▶ Instructions for the task
Exactly as given, repeat all of the entries.

▶ Records provided
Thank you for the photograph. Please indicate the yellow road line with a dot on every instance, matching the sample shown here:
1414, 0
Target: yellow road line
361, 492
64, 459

▶ Result of the task
Thank you for the photograph. Please indicate the yellow road line with a dot on every instance, matching the sample shown here:
1414, 0
Target: yellow road line
361, 492
64, 459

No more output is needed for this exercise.